### Assignment A:
Decide whether each statement agrees with the P-Adapters summary below, answering yes or no and quoting the words of the summary that settle it. (i) P-Adapters sit between the embedding layer and the first attention layer of the model. (ii) The Mixture of Experts models need no human-annotated data. (iii) OOD Keyboard Errors was found to be the hardest evaluation.
### Assignment B:
Name every evaluation setting in the numbered list of the P-Adapters summary below.
### Assignment C:
Using the P-Adapters summary below, answer each question:
(i) Which earlier work does the summary cite as finding that extraction quality depends on the prompts?
(ii) What range of absolute improvement in consistency do P-Adapters show?
(iii) What does the summary conclude is a significant factor in the success of P-Adapters?

### Passage provided:

P-Adapters: Robustly Extracting Factual Information from Language Models with Diverse Prompts (2110.07280v2)

Abstract: Recent work (e.g. LAMA (Petroni et al., 2019)) has found that the quality of the factual information extracted from LLMs depends on the prompts used to query them. This inconsistency is problematic because different users will query LLMs for the same information using different wording, but should receive the same, accurate responses regardless. In this work we aim to address this shortcoming by introducing P-Adapters: lightweight models that sit between the embedding layer and first attention layer of LLMs. They take LLM embeddings as input and output continuous prompts that are used to query the LLM. Additionally, we investigate Mixture of Experts (MoE) models that learn a set of continuous prompts ("experts") and select one to query the LLM. They require a separate classifier trained on human-annotated data to map natural language prompts to the continuous ones. P-Adapters perform comparably to the more complex MoE models in extracting factual information from BERT and RoBERTa while eliminating the need for additional annotations. P-Adapters show between 12-26% absolute improvement in precision and 36-50% absolute improvement in consistency over a baseline of only using natural language queries. Finally, we investigate what makes P-Adapters successful and conclude that a significant factor is access to the LLM's embeddings of the original natural language prompt, particularly the subject of the entity pair being queried.

• The paper presents P-Adapters, lightweight modules that enhance factual extraction from LLMs by transforming embeddings into continuous prompts.
• Their methodology inserts P-Adapters between the embedding and attention layers, eliminating the need for extra annotations required by MoE models.
• Experimental results show 12-26% precision and 36-50% consistency gains, demonstrating robust performance with diverse natural language prompts.

Overview of P-Adapters: Robust Information Extraction from LLMs

The paper "P-Adapter{s}: Robustly Extracting Factual Information from LLMs with Diverse Prompts" addresses the challenge of inconsistent factual information retrieval from LLMs due to variability in user prompts. This is critical, as varying prompts for the same information should yield the consistent, accurate results. The authors propose P-Adapter{s}, lightweight models designed to improve this consistency and accuracy.

Methodology

P-Adapter{s} are situated between the embedding layer and the first attention layer of an LLM. They transform LLM embeddings into continuous prompts, optimizing the query process. The research contrasts these adapters with the Mixture of Experts (MoE) models, which require a separately trained classifier to map natural language prompts to continuous prompts. The P-Adapter{s} achieve comparable performance to MoE models without requiring additional relation annotations, thereby simplifying the querying process.

The paper evaluates P-Adapters against three configurations with BERT and RoBERTa models:

1. In-Domain (ID) Testing: Evaluates generalization within the template and objects.
2. Out-of-Domain (OOD) Prompts: Tests new natural language prompts.
3. OOD Objects: Tests against a different entity distribution than training data.
4. OOD Keyboard Errors: Assesses robustness to typographic errors.

Key Results

The P-Adapter{s} show significant performance improvements:

• Precision Improvement: They achieve 12-26% absolute improvements in precision over natural language queries alone.
• Consistency Gain: They realize 36-50% improvements in consistency, which indicates reliable predictions across varied natural language prompts.

Specifically, the most challenging evaluation was found to be the OOD Objects, highlighting the potential for overfitting to the distribution of objects.

### Information provided:

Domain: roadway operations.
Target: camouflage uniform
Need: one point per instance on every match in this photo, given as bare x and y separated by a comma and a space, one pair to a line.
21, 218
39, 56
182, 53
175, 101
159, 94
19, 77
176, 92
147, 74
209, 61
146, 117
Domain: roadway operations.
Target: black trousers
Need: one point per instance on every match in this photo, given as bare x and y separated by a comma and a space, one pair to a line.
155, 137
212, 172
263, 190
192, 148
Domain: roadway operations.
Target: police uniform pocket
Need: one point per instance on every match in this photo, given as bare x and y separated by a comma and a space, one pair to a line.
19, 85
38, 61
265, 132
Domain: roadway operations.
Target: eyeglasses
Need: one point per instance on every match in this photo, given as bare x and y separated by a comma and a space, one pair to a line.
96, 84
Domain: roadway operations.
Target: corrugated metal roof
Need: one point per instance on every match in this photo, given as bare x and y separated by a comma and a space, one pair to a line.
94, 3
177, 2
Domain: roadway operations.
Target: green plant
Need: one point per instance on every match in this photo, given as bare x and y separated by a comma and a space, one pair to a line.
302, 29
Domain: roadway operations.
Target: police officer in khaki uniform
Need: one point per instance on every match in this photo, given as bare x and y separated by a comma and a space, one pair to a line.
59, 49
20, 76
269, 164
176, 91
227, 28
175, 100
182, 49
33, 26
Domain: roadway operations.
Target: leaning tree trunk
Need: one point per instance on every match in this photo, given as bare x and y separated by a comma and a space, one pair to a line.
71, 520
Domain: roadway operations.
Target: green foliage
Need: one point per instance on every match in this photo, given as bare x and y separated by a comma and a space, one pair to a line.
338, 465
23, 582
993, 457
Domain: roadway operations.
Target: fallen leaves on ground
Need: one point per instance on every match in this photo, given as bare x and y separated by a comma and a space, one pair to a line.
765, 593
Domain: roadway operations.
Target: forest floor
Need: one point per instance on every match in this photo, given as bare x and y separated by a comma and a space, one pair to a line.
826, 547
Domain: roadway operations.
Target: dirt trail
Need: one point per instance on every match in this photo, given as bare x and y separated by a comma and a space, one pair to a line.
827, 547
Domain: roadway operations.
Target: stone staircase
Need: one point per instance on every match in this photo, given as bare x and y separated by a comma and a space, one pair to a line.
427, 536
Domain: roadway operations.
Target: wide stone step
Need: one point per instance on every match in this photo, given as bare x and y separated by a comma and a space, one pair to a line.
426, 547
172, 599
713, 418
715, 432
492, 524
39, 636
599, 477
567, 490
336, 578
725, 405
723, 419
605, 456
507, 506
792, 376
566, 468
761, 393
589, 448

### Your response A:
(i) Yes: "lightweight models that sit between the embedding layer and first attention layer of LLMs"
(ii) No: "They require a separate classifier trained on human-annotated data to map natural language prompts to the continuous ones."
(iii) No: "the most challenging evaluation was found to be the OOD Objects"

### Your response B:
In-Domain (ID) Testing; Out-of-Domain (OOD) Prompts; OOD Objects; OOD Keyboard Errors

### Your response C:
(i) LAMA (Petroni et al., 2019)
(ii) 36-50%
(iii) Access to the LLM's embeddings of the original natural language prompt, particularly the subject of the entity pair being queried.